Given exercise
Render all of the records below as a numbered list, omitting any blank lines.

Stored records
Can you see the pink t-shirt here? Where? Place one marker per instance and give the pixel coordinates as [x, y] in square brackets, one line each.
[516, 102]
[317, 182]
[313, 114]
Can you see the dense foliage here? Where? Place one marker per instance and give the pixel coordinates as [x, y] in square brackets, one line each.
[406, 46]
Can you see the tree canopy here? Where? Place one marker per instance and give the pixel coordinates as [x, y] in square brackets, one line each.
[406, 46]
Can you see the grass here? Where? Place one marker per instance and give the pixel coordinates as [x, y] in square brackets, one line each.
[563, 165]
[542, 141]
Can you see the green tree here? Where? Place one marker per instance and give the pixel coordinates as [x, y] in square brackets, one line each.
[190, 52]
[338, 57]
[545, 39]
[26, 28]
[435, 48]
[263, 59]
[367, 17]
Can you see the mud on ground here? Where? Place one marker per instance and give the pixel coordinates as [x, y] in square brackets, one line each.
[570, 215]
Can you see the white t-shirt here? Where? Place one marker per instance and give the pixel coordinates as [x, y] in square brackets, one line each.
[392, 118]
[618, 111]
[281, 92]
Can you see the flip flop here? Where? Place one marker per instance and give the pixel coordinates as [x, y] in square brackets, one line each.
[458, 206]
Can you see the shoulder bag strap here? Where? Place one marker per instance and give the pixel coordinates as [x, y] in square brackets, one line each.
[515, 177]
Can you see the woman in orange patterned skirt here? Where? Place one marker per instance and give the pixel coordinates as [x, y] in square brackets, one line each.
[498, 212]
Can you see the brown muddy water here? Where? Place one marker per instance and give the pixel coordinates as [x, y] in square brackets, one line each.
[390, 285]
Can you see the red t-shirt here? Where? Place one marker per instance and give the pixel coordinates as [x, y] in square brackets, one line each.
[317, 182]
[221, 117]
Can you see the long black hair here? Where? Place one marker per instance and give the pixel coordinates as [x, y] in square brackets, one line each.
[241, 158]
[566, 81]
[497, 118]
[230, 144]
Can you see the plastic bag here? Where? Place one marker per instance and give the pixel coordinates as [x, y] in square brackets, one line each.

Expected answer
1. Can you see the pink t-shirt here? Where? Place one marker per instance and give the pixel coordinates as [x, y] in square brackets, one line each.
2. [516, 102]
3. [317, 182]
4. [313, 114]
5. Can you see the dense foliage here? Where? Place one marker per instance and give the pixel coordinates as [x, y] in square brackets, one line each.
6. [406, 46]
7. Can you see the tree canopy here? Where? Place one marker per instance and give the pixel coordinates as [x, y] in square brackets, one line each.
8. [406, 46]
9. Can you see the grass here? Where? Place one marker per instance and give the pixel coordinates as [x, y] in square brackets, one line each.
10. [563, 165]
11. [542, 141]
12. Can you see the green tree here? Where? Place one marker per instance and give the pixel coordinates as [x, y] in square brackets, one line each.
13. [190, 52]
14. [338, 57]
15. [545, 39]
16. [26, 28]
17. [435, 48]
18. [263, 59]
19. [367, 17]
20. Can you see the mud on ground here? Where? Place one marker per instance and give the pixel coordinates as [x, y] in square brackets, one line each.
21. [570, 215]
22. Can you see the white t-shirt here? Where? Place one marker per instance and give the pixel coordinates as [x, y] in square brackets, one line each.
23. [392, 118]
24. [618, 111]
25. [281, 92]
26. Can you see the flip flop here? Where? Place one marker per instance and give the pixel coordinates as [x, y] in square brackets, one line each.
27. [458, 206]
28. Can you see the shoulder bag strap here? Where? Place one marker per instance and give the pixel coordinates as [x, y] in square brackets, one line each.
29. [515, 177]
30. Can you see the woman in orange patterned skirt here? Where? Place one marker per instance and give the pixel coordinates as [x, y] in square brackets, one line each.
31. [498, 212]
32. Can you see the brown muddy water here? Where? Place one marker per instance and give the pixel coordinates as [x, y] in square brackets, one line each.
33. [390, 285]
34. Can you see the red t-shirt here? Where? Place one marker per instance and give the pixel coordinates as [x, y] in square brackets, one line each.
35. [317, 182]
36. [221, 117]
37. Can you see the long black hair here? Where? Place one marker per instance and give the pixel coordinates as [x, y] in square brackets, one line each.
38. [241, 158]
39. [566, 81]
40. [497, 118]
41. [230, 144]
42. Can you see the plastic bag here? Where? Place one marker per instance and give the pixel coordinates as [x, y] in square brackets, one line each.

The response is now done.